▶ [Work to complete]: Could you reproduce every entry that follows, exactly as shown?

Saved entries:

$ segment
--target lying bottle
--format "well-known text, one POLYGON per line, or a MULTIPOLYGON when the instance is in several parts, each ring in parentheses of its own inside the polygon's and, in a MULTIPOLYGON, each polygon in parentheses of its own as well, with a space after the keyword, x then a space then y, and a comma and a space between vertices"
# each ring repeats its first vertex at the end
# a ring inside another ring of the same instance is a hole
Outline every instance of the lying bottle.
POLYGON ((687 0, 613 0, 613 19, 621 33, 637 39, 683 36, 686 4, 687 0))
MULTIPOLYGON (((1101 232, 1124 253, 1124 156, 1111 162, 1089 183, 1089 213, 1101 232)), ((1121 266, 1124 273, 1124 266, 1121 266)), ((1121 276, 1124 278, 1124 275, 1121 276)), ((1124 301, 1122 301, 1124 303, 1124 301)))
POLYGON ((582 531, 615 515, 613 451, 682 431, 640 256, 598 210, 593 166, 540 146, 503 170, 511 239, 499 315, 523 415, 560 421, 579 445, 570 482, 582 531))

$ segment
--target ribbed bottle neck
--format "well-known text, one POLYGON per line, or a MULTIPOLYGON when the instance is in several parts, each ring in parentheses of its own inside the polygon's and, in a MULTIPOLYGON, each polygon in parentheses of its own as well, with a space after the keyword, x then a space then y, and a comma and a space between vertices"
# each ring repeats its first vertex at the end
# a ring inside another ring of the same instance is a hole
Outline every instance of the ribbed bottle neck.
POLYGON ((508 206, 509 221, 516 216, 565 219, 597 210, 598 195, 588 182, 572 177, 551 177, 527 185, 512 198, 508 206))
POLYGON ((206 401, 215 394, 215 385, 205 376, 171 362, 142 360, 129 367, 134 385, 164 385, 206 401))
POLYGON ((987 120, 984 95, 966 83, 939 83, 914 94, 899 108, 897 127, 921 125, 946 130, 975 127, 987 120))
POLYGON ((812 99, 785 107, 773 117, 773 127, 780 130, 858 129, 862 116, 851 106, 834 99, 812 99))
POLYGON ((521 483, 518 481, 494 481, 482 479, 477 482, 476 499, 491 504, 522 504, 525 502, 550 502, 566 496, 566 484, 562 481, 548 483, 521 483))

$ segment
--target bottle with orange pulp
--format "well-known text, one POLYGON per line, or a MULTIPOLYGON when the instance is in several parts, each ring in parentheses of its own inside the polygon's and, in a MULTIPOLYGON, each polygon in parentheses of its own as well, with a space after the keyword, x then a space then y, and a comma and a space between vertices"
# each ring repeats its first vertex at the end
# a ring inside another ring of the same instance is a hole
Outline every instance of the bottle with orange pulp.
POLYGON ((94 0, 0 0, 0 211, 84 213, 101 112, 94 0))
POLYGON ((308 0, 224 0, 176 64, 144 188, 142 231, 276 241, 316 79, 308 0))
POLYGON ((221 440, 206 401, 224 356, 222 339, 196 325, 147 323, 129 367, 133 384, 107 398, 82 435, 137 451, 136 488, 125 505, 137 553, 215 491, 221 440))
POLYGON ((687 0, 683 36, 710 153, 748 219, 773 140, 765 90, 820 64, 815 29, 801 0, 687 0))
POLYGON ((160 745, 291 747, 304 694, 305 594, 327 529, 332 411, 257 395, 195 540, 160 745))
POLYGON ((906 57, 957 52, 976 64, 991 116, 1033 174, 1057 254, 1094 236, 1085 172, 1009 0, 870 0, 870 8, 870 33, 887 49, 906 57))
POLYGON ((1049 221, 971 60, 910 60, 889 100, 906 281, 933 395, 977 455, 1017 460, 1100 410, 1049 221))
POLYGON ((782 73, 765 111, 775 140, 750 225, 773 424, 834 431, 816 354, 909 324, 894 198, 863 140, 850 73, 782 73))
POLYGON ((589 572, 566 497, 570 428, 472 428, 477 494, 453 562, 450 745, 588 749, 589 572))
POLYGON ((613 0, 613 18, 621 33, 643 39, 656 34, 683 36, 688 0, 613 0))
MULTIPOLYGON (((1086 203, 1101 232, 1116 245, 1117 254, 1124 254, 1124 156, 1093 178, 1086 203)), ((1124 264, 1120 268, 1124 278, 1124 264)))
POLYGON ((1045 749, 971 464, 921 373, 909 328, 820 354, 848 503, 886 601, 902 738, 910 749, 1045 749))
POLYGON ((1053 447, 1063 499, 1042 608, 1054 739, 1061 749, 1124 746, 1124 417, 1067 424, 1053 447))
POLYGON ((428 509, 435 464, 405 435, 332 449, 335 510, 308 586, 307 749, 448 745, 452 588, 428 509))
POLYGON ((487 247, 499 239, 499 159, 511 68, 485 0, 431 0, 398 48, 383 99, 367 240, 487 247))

▶ [Response below]:
$ segment
--target lying bottle
--format "well-known text, one POLYGON per line, or a MULTIPOLYGON when the instance is in several parts, each ring in parentheses of its own inside the polygon's and, in a MULTIPOLYGON, each polygon in parentheses of its own as well, with a space after the keyword, x then a space then y, and a comma and a space between vertices"
# each ring repeats its first vertex at the end
# a ring inside another ring of the same instance is a hole
Outline every instance of the lying bottle.
POLYGON ((687 0, 613 0, 613 19, 621 33, 637 39, 683 36, 686 4, 687 0))
MULTIPOLYGON (((1101 232, 1124 253, 1124 156, 1111 162, 1089 183, 1089 213, 1101 232)), ((1121 266, 1124 273, 1124 266, 1121 266)), ((1121 276, 1124 278, 1124 275, 1121 276)), ((1124 301, 1122 301, 1124 303, 1124 301)))
POLYGON ((582 531, 615 515, 613 451, 682 431, 640 256, 598 210, 593 166, 540 146, 503 170, 511 239, 499 315, 523 415, 560 421, 579 445, 570 482, 582 531))

$ segment
--target ribbed bottle neck
--format "well-known text, one POLYGON per line, or a MULTIPOLYGON when the instance is in several parts, each ring in parentheses of its own inside the polygon's and, in a MULTIPOLYGON, each polygon in parentheses of its own as well, with a space after the keyword, x then a space then y, and a comma and a space between vertices"
# each ring repeats its first vertex at the end
# a ring inside another ring of the same instance is a hole
Outline every instance of the ribbed bottle neck.
POLYGON ((508 206, 509 221, 516 216, 565 219, 597 210, 598 195, 588 182, 572 177, 551 177, 527 185, 512 198, 508 206))
POLYGON ((206 401, 215 394, 215 385, 205 376, 171 362, 142 360, 129 367, 134 385, 164 385, 206 401))
POLYGON ((987 120, 984 95, 966 83, 939 83, 914 94, 899 108, 897 127, 921 125, 946 130, 975 127, 987 120))
POLYGON ((812 99, 785 107, 773 117, 773 127, 780 130, 858 129, 862 116, 851 106, 834 99, 812 99))
POLYGON ((521 483, 518 481, 494 481, 482 479, 477 482, 476 499, 491 504, 522 504, 525 502, 550 502, 566 496, 566 484, 562 481, 548 483, 521 483))

$ segment
--target bottle with orange pulp
--format "well-known text, one POLYGON per line, or a MULTIPOLYGON when the instance is in several parts, each ring in parentheses of its own inside the polygon's and, in a MULTIPOLYGON, each polygon in parentheses of its own as well, with a space after the keyword, x then a space then y, and a comma and a space between vertices"
# each ring repeats its first vertex at the end
# a ring inside another ring of the same instance is a hole
Outline every instance of the bottle with orange pulp.
POLYGON ((94 0, 0 0, 0 211, 84 213, 101 112, 94 0))
POLYGON ((308 0, 224 0, 176 64, 144 188, 142 231, 276 241, 316 79, 308 0))
POLYGON ((221 440, 206 401, 224 356, 222 339, 196 325, 147 323, 129 367, 133 384, 107 398, 82 435, 137 451, 136 488, 125 505, 137 553, 215 491, 221 440))
POLYGON ((687 0, 683 36, 710 153, 748 219, 773 140, 765 90, 820 64, 815 29, 801 0, 687 0))
POLYGON ((160 745, 291 747, 304 694, 305 594, 327 529, 332 411, 257 395, 195 540, 160 745))
POLYGON ((906 57, 957 52, 976 64, 991 116, 1033 174, 1057 254, 1094 236, 1085 172, 1009 0, 870 0, 870 8, 870 33, 887 49, 906 57))
POLYGON ((1049 221, 971 60, 910 60, 889 100, 906 281, 933 395, 977 455, 1017 460, 1100 410, 1049 221))
POLYGON ((782 73, 765 111, 775 140, 750 225, 773 424, 834 431, 816 354, 909 324, 894 198, 863 140, 850 73, 782 73))
POLYGON ((589 572, 566 497, 570 428, 472 428, 477 494, 453 562, 450 745, 588 749, 589 572))
POLYGON ((613 0, 613 18, 621 33, 643 39, 656 34, 683 36, 688 0, 613 0))
MULTIPOLYGON (((1086 203, 1101 232, 1116 245, 1117 254, 1124 254, 1124 156, 1093 178, 1086 203)), ((1124 264, 1120 268, 1124 278, 1124 264)))
POLYGON ((1045 749, 971 464, 921 373, 909 328, 820 354, 848 503, 886 601, 902 738, 910 749, 1045 749))
POLYGON ((1053 447, 1063 499, 1042 608, 1054 739, 1061 749, 1124 746, 1124 417, 1067 424, 1053 447))
POLYGON ((428 509, 435 464, 405 435, 332 449, 335 510, 308 586, 307 749, 448 745, 452 588, 428 509))
POLYGON ((487 247, 499 239, 499 159, 511 68, 485 0, 431 0, 398 48, 383 99, 367 240, 487 247))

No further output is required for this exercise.